§ Prompt 1:
Does each of these statements agree with the dolphin news item below? Answer yes or no for each, quoting the words of the item that decide it.
(a) The dolphin was found to be underfed.
(b) The dolphin washed up at Wijk aan Zee on 8 December.
(c) The dolphin was a young female.
§ Prompt 2:
According to the dolphin news item below, why did the researchers conclude that the animal died soon after the bacteria reached its brain? Answer in one to three sentences.
§ Prompt 3:
Continue the dolphin news item below, starting after its last sentence.

§ Excerpted passage:
%%

22 December 2017

Acute brain damage, did not suffer for long

Blood poisoning proved fatal for white-beaked dolphin

Witsnuitdolfijn in laadbak

The white-beaked dolphin that was washed onto the beach of Wijk aan Zee (North-Holland) on 8 December died of acute brain damage caused by bacterial blood poisoning. This is concluded by researchers of the Faculty of Veterinary Medicine. The animal, an adult male, was well fed. On top of that, dietary tests by Wageningen Marine Research show that the dolphin had recently caught plenty of fish. “All of this means that the animal died soon after the bacteria had reached the brain,” says Lonneke IJsseldijk, coordinator of the research into beached marine mammals at the Faculty of Veterinary Medicine.

%%

§ Given records:
%%

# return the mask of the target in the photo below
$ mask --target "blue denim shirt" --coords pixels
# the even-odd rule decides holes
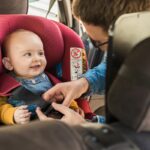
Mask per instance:
[[[89,69],[85,74],[82,75],[89,82],[89,90],[86,95],[94,93],[103,94],[105,90],[105,77],[106,77],[106,54],[104,55],[102,62]]]

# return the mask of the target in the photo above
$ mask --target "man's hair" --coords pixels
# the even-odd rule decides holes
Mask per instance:
[[[150,9],[150,0],[73,0],[73,14],[105,31],[122,14]]]

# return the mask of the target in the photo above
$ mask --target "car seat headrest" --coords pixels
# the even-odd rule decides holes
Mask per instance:
[[[137,44],[125,59],[108,92],[109,111],[138,129],[150,107],[150,38]]]
[[[26,14],[28,0],[0,0],[0,14]]]
[[[58,64],[64,54],[64,38],[58,25],[46,18],[29,15],[0,15],[0,43],[7,34],[16,29],[26,29],[38,34],[43,42],[47,59],[47,70]],[[0,45],[1,48],[1,45]],[[0,73],[2,72],[2,53],[0,51]]]

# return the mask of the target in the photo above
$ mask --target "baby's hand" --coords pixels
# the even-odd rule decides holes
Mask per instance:
[[[84,111],[80,107],[78,107],[77,109],[74,109],[74,111],[76,111],[83,118],[85,117]]]
[[[26,124],[30,121],[31,112],[28,111],[27,105],[17,107],[14,113],[14,121],[16,124]]]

%%

§ Answer box 1:
(a) No: "The animal, an adult male, was well fed."
(b) Yes: "washed onto the beach of Wijk aan Zee (North-Holland) on 8 December"
(c) No: "The animal, an adult male, was well fed."

§ Answer box 2:
The dolphin was well fed, and dietary tests by Wageningen Marine Research showed it had recently caught plenty of fish. From this, the researchers concluded that it died soon after the bacteria had reached the brain.

§ Answer box 3:
Bacteria

The medical examiners from Utrecht had already ascertained that the animal had brain defects. When they examined these under a microscope, the acute brain damage was discovered. They also saw that several internal organs in the chest and abdomen were infected by one and the same bacteria (for instance, the dolphin also had pneumonia).

This led to the conclusion that the animal had contracted blood poisoning. IJsseldijk says: “The moment the bacteria reached the brain through the blood circulation is when the fatal brain damage was caused. How the animal was infected is unclear.”

Whiting

The remains of over one hundred fish were found in the stomach, especially whiting. This was shown through dietary testing by Wageningen Marine Research. All the meat had been digested. This means the animal had not eaten for at least several hours before his death. Aside from that, no plastic had been found in the gastrointestinal tract.

Age investigation

The dolphin is believed to be relatively older. “In order to determine the exact age, we have to count the growth rings in the teeth,” IJsseldijk explains. “But that won't be done before January 2018.”

Resultaat van CT-onderzoek witsnuitdolfijn
Edited reproduction of the results of the CAT scan (photo: Department of Diagnostic Imaging, Faculty of Veterinary Medicine)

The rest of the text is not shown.